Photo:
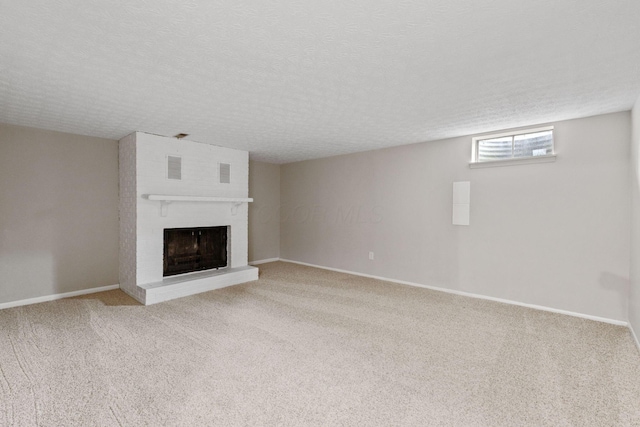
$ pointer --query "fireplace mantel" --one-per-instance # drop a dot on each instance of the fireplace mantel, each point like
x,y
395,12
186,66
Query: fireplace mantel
x,y
165,199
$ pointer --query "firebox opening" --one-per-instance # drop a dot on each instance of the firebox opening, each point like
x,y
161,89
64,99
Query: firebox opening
x,y
194,249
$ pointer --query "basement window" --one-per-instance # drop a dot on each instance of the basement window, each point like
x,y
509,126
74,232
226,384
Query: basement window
x,y
510,148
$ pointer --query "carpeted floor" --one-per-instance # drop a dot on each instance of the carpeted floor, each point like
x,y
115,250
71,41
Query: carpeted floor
x,y
304,347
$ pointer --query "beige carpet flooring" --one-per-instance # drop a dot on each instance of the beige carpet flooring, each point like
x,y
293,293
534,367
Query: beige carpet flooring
x,y
304,347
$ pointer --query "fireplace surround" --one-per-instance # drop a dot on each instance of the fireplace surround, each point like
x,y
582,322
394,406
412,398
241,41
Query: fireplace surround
x,y
154,198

▶ **Written request**
Reproduce, unchanged, every line from the one containing "surround, each point like" through the last line of the rows above, both ends included.

▶ **Full solution**
$ pointer --query "fireplace surround" --one-per-instance # drop a dot on each instance of the fireplace surround, each point like
x,y
582,322
394,406
412,398
241,41
Query: fireplace surround
x,y
154,198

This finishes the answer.